** Given instruction **
Continue the article about Seiko's Ruputer wristwatch PDAs from its last sentence.

** Excerpted text **
......

That day has arrived.

Seiko will soon launch wristwatch-type personal digital assistants (PDAs) in Japan called the Wearable PC Ruputer MP110 and the Wearable PC Ruputer Pro MP120. The devices (soon to be gracing the pages of the Sharper Image catalog no doubt) will use a mini pointing device on top and a backlit 102x64 black and white LCD to display personal information, maps, text data, and time to its user.

Although the only game included with the Ruputer is checkers, we expect that someone will develop something for the watches sooner or later - hey the watches are Japanese so they have to have some games on them don't they?

The watches will go on sale June 11 and will perform many of the same functions that some popular PDAs do today - albeit with a much higher level of shock resistance. The MP 110 will cost 38,000 yen (US$295) with 512KB of flash memory; the MP 120 will cost 48,000 yen ($372) with 2MB of flash memory.

The waterproof Ruputers are a little bulkier than normal watches. Communications for the Ruputer is done via a small cable that attaches to the side of the watch. The other end of the cable is plugged into your Windows 95 PC. Data is uploaded from your PC into the watch so you'll have access to phone numbers, calculator, file manager, appointments, and other miscellanies (including filter software to convert JPEGs, GIFs, and BMP graphics to a proprietary Ruputer ).

......

Labeled-object pointing entries
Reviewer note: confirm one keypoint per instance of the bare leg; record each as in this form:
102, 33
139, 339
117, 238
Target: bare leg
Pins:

......

** The answer **
Four buttons on the side and a pointing device on top serve as a means to select items. And the pointer can aid in inputting information, although the main focus of the Ruputer is for read-only data. The pointer from the picture looks like it could serve well as a small joystick with only a little getting used to. One option that could be promising to gamers is the infrared link (IR) that allows two Ruputers to communicate with each other - or with a Sharp Zaurus PDA.

With all the power that the watch seems to have, the Seiko Ruputer might be a good gaming machine with a lot of extras. Only time will tell if the devices are successful.

Be forewarned, though, that there hasn't been an announcement to release these watches in the US. One interesting fact is that the Ruputers share the name MP 110 and MP 120 with some of the earlier versions of Apple's now defunct PDA, Newton.